*网页节选*.
所谓同步即要求线程之间按照一定的顺序运行
以上述生产者消费者模型为例，要求生产者必须在消费者之前运行
如果不使用semaphore同步，就会出现消费者比生产者先运行
使用semaphore同步之后，能够保证每一次生产消费的过程(对应一个for循环)中，生产者总能先于消费者运行

使用条件进行线程同步

条件指的是应用程序状态的改变。这是另一种同步机制，其中某些线程在等待某一条件发生，其他的线程会在该条件发生的时候进行通知。一旦条件发生，线程会拿到共享资源的唯一权限。
重点: 条件发生, 发出通知, 否则一直等待

condition = threading.Condition()
item_list = []


class Consumer(threading.Thread):
    def do(self):
        condition.acquire()
        if len(item_list) == 0:
            # 缓冲区空
            condition.wait()
            print("buffer is blank.")
        t = item_list.pop()
        print("consume item: {}".format(t))
        condition.notify()
        condition.release()

    def run(self) -> None:
        for i in range(10):
            time.sleep(0.2)
            self.do()


class Producer(threading.Thread):
    def do(self):
        condition.acquire()
        if len(item_list) == 3:
            # 缓冲区满
            condition.wait()
            print("buffer is full.")
        t = random.randint(0, 10)
        item_list.append(t)
        print("produce item: {}".format(t))
        condition.notify()
        condition.release()

    def run(self) -> None:
        for i in range(10):
            # time.sleep(0.2)
            self.do()


def condition_demo():
    p = Producer()
    c = Consumer()
    p.start()
    c.start()
    p.join()
    c.join()

输出

produce item: 8
produce item: 10
produce item: 4
consume item: 4
buffer is full.
produce item: 9
consume item: 9
buffer is full.
produce item: 7
consume item: 7
buffer is full.
produce item: 1
consume item: 1
buffer is full.
produce item: 2
consume item: 2
buffer is full.
produce item: 10
consume item: 10
buffer is full.
produce item: 6
consume item: 6
buffer is full.
produce item: 9
consume item: 9
consume item: 10
consume item: 8

分析

必须先notify()再release()

If the calling thread has not acquired the lock when this method is
called, a RuntimeError is raised.

本例中条件就是缓冲区状态，当满足一定状态时，发出通知，不满足时等待

使用事件进行同步

事件是线程之间用于通讯的对象。有的线程等待信号，有的线程发出信号。基本上事件对象都会维护一个内部变量，可以通过 set() 方法设置为 true ，也可以通过 clear() 方法设置为 false 。 wait() 方法将会阻塞线程，直到内部变量为 true 。

import time
from threading import Thread, Event
import random
items = []
event = Event()

class consumer(Thread):
    def __init__(self, items, event):
        Thread.__init__(self)
        self.items = items
        self.event = event

    def run(self):
        while True:
            time.sleep(2)
            self.event.wait()
            item = self.items.pop()
            print('Consumer notify : %d popped from list by %s' % (item, self.name))

class producer(Thread):
    def __init__(self, items, event):
        Thread.__init__(self)

*练习题目*.
- 1) 在这段线程同步的节选中，事件对象的内部变量要通过哪个方法设为 true？
- 2) 请从线程同步节选中断的那一行往下接着写。

*所给列表*.
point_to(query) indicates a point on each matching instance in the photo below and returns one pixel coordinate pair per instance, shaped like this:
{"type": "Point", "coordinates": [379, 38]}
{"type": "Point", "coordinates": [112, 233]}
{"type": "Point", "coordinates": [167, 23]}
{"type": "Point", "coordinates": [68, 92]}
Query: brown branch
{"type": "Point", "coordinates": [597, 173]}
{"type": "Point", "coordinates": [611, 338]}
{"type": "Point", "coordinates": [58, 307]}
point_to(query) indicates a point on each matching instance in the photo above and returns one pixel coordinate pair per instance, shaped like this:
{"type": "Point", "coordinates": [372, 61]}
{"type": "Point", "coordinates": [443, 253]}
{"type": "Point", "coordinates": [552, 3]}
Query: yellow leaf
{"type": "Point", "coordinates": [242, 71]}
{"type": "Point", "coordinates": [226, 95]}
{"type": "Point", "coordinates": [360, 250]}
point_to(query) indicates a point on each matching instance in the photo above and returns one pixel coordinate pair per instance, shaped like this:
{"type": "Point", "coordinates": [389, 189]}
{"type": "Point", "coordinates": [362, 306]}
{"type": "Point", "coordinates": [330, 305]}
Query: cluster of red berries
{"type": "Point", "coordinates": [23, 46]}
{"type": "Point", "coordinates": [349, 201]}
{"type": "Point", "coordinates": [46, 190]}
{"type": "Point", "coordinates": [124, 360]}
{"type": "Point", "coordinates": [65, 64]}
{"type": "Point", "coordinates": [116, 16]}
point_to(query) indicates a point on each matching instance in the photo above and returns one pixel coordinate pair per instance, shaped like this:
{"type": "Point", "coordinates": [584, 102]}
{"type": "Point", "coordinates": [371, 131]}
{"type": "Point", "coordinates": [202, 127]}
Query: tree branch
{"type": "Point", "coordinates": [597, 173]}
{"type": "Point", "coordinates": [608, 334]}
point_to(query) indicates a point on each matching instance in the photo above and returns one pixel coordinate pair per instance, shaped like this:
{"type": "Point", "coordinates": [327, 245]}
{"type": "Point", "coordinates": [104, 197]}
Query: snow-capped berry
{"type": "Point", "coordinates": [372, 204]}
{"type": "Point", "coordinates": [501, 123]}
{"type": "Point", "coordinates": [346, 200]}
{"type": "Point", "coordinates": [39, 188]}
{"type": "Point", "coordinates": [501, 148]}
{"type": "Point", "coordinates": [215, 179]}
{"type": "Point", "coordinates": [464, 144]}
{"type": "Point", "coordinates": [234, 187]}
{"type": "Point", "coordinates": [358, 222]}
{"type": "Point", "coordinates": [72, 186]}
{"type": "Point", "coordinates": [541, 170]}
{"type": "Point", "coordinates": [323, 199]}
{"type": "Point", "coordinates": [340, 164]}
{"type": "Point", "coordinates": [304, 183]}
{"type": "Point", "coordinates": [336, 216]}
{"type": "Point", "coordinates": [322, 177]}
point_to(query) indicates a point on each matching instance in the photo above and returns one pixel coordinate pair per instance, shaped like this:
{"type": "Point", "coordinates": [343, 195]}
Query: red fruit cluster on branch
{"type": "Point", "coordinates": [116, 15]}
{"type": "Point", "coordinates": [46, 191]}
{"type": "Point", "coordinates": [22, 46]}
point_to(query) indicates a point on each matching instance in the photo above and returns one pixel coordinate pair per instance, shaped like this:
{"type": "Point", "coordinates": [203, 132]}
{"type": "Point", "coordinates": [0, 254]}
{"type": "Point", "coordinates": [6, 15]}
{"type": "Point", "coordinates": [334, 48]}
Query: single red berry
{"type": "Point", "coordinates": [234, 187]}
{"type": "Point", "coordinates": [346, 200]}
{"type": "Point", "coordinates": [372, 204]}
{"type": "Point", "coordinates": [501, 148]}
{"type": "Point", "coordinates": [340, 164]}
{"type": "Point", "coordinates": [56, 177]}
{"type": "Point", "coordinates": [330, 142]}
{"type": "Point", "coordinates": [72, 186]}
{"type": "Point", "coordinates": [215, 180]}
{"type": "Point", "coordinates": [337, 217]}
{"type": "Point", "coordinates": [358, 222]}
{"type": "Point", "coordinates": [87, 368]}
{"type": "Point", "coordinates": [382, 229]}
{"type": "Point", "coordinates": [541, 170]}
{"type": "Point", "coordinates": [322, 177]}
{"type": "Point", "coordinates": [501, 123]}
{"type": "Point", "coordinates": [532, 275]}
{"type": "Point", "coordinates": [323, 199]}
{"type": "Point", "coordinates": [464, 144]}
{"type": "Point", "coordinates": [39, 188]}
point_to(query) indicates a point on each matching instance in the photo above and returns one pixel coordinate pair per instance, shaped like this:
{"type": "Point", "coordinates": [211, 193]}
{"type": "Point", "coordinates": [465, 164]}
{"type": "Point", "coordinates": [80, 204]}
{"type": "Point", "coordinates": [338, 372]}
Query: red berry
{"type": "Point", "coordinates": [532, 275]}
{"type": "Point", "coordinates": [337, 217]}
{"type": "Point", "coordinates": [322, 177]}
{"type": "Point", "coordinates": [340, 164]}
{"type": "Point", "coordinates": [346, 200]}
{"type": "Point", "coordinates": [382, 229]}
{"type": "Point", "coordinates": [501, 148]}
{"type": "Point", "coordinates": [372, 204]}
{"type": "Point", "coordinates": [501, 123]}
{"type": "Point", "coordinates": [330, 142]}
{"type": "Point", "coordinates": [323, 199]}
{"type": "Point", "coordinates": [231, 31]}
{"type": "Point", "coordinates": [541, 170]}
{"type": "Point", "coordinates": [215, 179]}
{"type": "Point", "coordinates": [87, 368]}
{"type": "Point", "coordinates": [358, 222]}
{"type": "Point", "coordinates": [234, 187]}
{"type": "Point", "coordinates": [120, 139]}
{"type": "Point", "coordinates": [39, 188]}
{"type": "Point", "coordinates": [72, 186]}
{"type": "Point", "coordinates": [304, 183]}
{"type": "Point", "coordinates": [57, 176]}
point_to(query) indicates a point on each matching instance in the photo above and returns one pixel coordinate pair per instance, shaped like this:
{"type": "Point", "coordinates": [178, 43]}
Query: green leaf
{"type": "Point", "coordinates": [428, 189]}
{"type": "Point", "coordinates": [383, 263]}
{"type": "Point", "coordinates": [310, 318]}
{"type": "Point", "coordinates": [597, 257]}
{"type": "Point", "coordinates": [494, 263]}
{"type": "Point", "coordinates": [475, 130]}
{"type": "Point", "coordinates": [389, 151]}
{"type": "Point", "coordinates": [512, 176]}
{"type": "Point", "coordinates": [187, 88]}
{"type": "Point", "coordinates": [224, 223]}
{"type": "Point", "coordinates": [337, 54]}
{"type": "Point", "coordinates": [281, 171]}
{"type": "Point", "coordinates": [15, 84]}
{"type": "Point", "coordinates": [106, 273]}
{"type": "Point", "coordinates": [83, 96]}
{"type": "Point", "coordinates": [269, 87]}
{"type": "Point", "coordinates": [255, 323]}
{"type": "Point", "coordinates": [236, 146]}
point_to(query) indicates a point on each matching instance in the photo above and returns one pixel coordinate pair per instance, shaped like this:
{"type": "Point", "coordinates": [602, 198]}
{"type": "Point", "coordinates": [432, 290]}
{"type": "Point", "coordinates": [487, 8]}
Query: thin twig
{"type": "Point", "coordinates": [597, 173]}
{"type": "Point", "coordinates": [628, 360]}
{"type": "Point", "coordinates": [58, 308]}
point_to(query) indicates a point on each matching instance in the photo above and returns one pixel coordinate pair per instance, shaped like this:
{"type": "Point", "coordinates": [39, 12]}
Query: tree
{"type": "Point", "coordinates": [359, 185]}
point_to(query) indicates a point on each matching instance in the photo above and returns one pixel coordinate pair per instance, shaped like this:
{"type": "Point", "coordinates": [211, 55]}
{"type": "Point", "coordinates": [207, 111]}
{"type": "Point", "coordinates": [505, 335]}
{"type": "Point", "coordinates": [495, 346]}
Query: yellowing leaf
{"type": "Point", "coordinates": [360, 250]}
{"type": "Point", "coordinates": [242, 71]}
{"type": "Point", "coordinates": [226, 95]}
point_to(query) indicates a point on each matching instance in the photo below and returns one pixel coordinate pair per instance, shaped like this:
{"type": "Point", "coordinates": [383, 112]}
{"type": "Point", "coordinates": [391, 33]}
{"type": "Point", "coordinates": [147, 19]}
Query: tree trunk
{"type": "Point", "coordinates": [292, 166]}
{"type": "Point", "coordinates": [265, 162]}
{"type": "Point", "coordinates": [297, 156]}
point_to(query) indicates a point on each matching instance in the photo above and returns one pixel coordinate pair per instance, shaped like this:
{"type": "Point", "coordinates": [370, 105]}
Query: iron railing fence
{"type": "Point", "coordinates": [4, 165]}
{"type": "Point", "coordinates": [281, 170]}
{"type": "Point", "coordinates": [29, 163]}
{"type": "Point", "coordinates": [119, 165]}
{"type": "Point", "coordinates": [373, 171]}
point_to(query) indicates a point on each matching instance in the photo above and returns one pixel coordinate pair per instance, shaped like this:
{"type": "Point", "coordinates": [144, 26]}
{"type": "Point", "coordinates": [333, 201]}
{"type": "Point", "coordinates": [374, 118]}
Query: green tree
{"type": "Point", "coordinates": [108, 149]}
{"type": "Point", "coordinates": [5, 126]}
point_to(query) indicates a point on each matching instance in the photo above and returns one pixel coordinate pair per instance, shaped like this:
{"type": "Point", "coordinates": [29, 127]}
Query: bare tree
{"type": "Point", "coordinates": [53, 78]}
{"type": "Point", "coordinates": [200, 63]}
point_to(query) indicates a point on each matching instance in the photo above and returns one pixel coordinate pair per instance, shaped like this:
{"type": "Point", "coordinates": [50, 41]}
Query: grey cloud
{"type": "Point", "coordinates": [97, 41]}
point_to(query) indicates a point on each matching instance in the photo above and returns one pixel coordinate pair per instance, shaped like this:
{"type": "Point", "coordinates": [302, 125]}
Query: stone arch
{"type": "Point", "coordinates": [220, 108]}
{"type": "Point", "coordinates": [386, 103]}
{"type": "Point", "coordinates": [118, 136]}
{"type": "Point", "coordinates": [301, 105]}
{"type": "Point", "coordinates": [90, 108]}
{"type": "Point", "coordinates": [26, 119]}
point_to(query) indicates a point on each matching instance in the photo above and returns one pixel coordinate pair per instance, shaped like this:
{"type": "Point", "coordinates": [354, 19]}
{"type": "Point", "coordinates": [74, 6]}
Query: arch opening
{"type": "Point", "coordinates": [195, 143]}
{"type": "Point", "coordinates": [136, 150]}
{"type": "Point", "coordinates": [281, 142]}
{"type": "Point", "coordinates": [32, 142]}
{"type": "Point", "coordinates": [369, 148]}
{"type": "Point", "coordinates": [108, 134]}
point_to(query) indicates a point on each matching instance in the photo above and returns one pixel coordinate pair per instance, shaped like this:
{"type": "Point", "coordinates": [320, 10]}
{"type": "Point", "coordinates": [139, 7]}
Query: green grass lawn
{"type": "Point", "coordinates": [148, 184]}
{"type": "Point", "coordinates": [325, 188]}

*题目答案*.
- 1) 通过 set() 方法设为 true。

- 2)
        self.items = items
        self.event = event

    def run(self):
        global item
        for i in range(100):
            time.sleep(2)
            item = random.randint(0, 256)
            self.items.append(item)
            print('Producer notify : item N° %d appended to list by %s' % (item, self.name))
            print('Producer notify : event set by %s' % self.name)
            self.event.set()
            print('Produce notify : event cleared by %s '% self.name)
            self.event.clear()

if __name__ == '__main__':
    t1 = producer(items, event)
    t2 = consumer(items, event)
    t1.start()
    t2.start()
    t1.join()
    t2.join()

Condition 和 Event 区别

参考: threading.Condition vs threading.Event

Simply put, you use a Condition when threads are interested in waiting for something to become true, and once its true, to have exclusive access to some shared resource.

Whereas you use an Event when threads are just interested in waiting for something to become true.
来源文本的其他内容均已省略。